→ Activity
What is needed is an exact copy of the line with "this sample: (671,380)." and all lines that follow it in the entries below, the last line included.

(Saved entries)
################
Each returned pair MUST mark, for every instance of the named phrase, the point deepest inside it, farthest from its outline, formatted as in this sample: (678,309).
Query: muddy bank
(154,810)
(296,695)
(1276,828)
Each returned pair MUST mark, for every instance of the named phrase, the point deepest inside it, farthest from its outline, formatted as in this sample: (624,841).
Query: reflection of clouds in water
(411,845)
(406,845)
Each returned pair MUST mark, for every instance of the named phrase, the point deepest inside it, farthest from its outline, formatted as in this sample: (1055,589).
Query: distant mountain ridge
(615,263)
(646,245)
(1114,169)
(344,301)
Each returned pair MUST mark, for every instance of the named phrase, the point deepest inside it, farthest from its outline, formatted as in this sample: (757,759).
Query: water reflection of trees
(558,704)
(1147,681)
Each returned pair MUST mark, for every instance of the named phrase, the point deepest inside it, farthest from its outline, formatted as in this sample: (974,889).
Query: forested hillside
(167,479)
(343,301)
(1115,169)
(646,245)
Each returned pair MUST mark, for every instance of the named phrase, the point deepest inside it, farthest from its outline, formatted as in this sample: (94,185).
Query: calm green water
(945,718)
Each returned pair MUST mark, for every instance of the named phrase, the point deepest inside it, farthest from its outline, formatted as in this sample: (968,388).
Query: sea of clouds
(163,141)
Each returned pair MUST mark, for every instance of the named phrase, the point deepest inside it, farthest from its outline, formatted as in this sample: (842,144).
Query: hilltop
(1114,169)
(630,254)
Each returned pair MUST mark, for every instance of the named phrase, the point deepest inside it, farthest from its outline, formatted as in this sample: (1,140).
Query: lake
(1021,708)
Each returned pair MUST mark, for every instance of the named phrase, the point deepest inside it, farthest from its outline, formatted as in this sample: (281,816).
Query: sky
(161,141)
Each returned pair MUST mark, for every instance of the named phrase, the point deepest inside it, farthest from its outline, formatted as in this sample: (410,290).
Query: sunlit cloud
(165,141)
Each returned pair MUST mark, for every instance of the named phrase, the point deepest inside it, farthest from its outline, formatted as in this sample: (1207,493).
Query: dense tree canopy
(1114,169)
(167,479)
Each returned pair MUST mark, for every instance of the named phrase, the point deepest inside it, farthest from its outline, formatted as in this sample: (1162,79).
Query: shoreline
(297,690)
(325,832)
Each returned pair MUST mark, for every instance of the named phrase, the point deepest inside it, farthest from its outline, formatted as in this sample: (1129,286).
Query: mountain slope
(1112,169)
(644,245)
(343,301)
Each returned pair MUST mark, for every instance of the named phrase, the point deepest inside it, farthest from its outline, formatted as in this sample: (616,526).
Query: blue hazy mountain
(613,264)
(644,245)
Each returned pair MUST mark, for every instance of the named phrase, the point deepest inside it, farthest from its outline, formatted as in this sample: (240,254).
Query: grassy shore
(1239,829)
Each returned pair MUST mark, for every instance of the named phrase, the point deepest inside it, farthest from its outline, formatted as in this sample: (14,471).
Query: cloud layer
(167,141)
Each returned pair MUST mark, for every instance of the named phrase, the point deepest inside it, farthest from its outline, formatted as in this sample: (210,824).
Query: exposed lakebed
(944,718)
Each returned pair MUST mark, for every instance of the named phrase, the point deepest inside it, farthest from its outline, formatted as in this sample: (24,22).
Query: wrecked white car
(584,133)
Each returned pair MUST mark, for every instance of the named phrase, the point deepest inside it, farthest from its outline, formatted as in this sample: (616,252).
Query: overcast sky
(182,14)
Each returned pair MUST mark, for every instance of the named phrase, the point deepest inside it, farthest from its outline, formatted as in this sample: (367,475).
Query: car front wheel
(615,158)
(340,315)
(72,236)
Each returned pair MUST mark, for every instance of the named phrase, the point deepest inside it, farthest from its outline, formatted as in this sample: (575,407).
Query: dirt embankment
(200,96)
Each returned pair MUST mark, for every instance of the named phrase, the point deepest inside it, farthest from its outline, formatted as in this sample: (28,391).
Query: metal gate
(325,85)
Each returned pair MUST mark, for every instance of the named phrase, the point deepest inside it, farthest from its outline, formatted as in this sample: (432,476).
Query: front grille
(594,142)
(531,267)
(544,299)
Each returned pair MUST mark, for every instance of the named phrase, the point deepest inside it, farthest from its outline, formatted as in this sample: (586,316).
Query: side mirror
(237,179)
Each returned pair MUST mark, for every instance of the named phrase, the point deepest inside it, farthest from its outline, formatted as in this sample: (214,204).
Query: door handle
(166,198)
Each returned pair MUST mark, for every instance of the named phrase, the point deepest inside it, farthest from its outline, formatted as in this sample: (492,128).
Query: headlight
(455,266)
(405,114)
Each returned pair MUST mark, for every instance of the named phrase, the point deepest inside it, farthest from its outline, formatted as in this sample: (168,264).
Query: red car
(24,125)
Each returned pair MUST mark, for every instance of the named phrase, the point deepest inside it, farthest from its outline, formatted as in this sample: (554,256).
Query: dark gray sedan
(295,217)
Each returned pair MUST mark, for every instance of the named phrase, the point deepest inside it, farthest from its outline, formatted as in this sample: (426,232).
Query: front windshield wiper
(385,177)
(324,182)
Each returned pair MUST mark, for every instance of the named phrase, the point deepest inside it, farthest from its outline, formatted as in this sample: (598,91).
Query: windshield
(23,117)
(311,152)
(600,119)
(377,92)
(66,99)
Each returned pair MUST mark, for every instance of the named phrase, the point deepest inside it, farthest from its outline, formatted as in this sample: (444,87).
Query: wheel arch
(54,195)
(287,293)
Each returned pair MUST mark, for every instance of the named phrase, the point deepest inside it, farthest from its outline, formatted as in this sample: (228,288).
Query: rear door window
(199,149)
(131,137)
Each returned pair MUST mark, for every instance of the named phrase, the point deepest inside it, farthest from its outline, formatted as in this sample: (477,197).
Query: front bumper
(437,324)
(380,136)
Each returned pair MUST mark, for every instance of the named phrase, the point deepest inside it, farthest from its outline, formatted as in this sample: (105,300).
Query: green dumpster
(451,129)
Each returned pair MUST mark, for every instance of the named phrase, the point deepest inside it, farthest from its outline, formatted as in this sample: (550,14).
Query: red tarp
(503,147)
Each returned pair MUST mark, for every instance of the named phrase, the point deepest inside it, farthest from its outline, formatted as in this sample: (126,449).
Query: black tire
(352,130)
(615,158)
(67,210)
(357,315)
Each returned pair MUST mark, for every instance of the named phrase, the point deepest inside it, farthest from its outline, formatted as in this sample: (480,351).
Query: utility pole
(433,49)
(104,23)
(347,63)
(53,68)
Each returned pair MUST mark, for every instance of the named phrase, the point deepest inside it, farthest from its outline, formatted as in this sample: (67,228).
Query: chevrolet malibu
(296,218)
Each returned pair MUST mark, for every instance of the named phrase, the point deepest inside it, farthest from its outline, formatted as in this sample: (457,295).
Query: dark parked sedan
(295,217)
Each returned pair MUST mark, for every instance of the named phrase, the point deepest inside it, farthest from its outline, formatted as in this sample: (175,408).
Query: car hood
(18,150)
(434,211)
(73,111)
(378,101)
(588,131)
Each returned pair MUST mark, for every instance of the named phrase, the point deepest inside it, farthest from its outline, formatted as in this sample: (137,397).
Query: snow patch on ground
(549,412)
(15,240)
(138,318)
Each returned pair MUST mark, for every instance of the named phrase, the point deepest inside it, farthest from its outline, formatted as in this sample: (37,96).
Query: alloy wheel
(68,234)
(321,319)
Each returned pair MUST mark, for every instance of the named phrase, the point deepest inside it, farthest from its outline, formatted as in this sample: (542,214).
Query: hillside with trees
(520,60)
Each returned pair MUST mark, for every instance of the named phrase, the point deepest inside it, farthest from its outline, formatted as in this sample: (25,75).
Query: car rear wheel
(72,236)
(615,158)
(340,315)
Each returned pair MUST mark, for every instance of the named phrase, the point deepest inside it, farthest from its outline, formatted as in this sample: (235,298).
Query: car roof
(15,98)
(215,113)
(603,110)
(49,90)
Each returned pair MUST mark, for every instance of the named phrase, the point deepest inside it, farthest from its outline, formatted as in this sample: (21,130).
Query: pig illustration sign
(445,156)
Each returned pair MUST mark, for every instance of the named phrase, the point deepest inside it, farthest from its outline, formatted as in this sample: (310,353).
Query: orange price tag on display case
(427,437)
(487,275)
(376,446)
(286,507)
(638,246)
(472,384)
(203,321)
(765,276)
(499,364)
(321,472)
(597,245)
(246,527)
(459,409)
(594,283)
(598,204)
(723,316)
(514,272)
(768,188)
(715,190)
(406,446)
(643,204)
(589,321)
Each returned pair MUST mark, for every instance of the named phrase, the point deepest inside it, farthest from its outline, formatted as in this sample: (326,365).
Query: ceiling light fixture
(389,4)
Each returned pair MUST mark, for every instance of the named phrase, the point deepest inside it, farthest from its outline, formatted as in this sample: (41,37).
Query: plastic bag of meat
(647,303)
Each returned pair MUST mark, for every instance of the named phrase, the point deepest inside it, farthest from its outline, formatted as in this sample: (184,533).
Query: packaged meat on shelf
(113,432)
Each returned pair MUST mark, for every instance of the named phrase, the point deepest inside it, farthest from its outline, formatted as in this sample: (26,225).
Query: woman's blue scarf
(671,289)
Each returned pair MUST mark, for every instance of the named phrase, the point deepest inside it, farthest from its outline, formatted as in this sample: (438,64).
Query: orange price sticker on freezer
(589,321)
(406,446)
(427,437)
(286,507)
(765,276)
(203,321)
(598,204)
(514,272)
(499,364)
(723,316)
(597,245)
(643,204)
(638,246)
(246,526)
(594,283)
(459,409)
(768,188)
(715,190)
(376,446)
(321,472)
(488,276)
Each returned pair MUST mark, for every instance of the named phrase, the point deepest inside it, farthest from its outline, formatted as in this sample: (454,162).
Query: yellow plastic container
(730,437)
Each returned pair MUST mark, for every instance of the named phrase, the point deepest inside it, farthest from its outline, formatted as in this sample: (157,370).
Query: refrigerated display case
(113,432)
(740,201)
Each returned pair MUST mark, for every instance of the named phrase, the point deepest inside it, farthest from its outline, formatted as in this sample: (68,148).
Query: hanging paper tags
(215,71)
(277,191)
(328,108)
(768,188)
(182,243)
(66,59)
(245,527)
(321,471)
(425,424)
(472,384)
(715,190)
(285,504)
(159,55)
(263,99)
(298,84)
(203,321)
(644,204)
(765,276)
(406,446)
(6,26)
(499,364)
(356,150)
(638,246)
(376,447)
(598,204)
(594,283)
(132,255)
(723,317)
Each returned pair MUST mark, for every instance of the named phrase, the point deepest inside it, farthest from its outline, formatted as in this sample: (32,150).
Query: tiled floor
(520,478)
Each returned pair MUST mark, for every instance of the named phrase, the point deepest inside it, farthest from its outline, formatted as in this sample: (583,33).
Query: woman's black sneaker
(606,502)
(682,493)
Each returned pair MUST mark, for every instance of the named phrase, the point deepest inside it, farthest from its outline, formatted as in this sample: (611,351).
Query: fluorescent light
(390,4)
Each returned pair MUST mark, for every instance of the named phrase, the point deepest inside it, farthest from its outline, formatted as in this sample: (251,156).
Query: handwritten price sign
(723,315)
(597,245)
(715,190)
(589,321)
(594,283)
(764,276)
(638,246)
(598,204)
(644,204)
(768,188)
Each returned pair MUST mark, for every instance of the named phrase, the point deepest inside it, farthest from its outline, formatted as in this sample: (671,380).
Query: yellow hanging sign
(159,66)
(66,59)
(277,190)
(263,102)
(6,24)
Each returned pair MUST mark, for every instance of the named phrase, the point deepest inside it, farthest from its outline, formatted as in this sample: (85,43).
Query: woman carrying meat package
################
→ Completed task
Each returned pair MUST mark, for every instance of the named phrase, the point deepest inside it, farthest from its outline, formatted as in this sample: (671,380).
Query: yellow hanging sign
(159,66)
(66,59)
(277,190)
(263,102)
(6,24)
Each returned pair MUST mark, for every instance of the named phrase, the point deepest inside it, farthest from its outline, formatted as in this sample: (85,43).
Query: woman carrying meat package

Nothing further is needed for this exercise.